La sola enumeración de los atentados es insuficiente para ilustrar los niveles que la intolerancia religiosa ha alcanzado en Egipto. El detalle descriptivo es necesario. Conforme ha relatado Raymond Ibrahim del Middle East Forum, una antigua iglesia copta en la aldea de Sool, cerca de El Cairo, fue atacada a mazazos por musulmanes enardecidos que gritaban “Allahu Akbar”. Los restos destrozados de las estatuas de los santos fueron pateados como pelotas de fútbol. Durante las veinte horas que duró la profanación ni un solo agente de seguridad se hizo presente. La iglesia fue transformada en un santuario musulmán con el nuevo nombre de “Mezquita Piedad”. (No se puede pasar por alto el sentido del humor de los intolerantes).
Hartos de tanta persecución, a comienzos de octubre miembros de la comunidad copta se concentraron masivamente ante las oficinas centrales de la televisión estatal egipcia para protestar por el acoso y demandar mayor protección oficial. Obtuvieron lo opuesto. La manifestación de protesta dio lugar a la peor instancia de violencia desde el derrocamiento del presidente Hosni Mubarak en febrero: veinticinco muertos y trescientos veinte heridos resultantes de choques entre los manifestantes coptos y soldados del nuevo régimen. Por primera vez desde que asumió el gobierno, la cúpula militar disparó contra egipcios, lo que marcó un contraste enorme con su reticencia a reprimir rebeldes en la Plaza Tahir, epicentro de la revolución, acción que le valió el respeto de la población… al menos de la población islámica.

- _Datos proporcionados_
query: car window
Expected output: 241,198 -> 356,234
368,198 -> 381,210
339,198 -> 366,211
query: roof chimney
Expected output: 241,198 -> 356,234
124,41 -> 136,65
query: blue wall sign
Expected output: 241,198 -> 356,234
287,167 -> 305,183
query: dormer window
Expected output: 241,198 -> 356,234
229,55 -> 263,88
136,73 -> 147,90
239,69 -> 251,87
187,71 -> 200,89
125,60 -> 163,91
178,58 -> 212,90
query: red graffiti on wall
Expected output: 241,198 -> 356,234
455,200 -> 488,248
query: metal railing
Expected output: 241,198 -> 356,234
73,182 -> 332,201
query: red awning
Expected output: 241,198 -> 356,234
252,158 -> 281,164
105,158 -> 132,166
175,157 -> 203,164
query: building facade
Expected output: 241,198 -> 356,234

- _Tareas_
[1] Según el texto sobre los coptos en Egipto, ¿qué nombre recibió la antigua iglesia copta de Sool al convertirse en santuario musulmán?
[2] Prosigue, por favor, con el texto sobre los coptos en Egipto a partir de su última oración.

- _Respuestas por tarea_
[1] Recibió el nombre de "Mezquita Piedad".

[2]
Las autoridades egipcias no fracasaron meramente en proteger a los cristianos, ellas incitaron a la ciudadanía a hostigarlos. A través de la prensa que controla, el gobierno militar llamó a los egipcios a salir a las calles a resguardar a los soldados. Negocios de coptos y el hospital copto de El Cairo -donde muchos de los heridos estaban siendo tratados- fueron atacados. Amr Moussa, ex canciller de Mubarak y actual contendiente para la presidencia, se alió con los militares. Afortunadamente para los coptos, otros aspirantes al sillón presidencial cuestionaron la conducta del gobierno interino: Ayman Nour, Mohamed Ghar, Amr Hamzawy y un miembro del partido de Mohammed el-Baradei entre ellos. Los referentes del islamismo acusaron al sionismo israelí y al imperialismo estadounidense de articular las revueltas para gestar una excusa que les permitiera invadir Egipto. El comportamiento del Consejo Supremo de las Fuerzas Armadas abrió un serio interrogante a propósito de su capacidad -y voluntad- para llevar a Egipto hacia la transición democrática. Por cierto, algunos de los jóvenes laicos que gestaron las revueltas aún permanecen en cárceles egipcias, pero varios fundamentalistas islámicos han sido puestos en libertad, entre ellos Aboud al-Zomar, involucrado en el asesinato de Anwar Sadat en 1981. Curioso modo de conmemorar el trigésimo aniversario de la muerte del hacedor de la paz con Israel.
Que en el marco del acoso brutal a la minoría cristiana hayan surgido acusaciones fabulosas contra Washington y Jerusalem es apenas sorprendente. El sentimiento anticristiano reinante fácilmente se entremezcla con el sentimiento antiisraelí y antinorteamericano. Al fin de cuentas, todos ellos son “infieles” en la narrativa fundamentalista islámica. Si esto está sucediendo cuando la Hermandad Musulmana está todavía en la oposición, uno no puede menos que sentir preocupación particular por la suerte de los coptos así como desolación general por el destino lamentable que espera al Egipto post-revolución.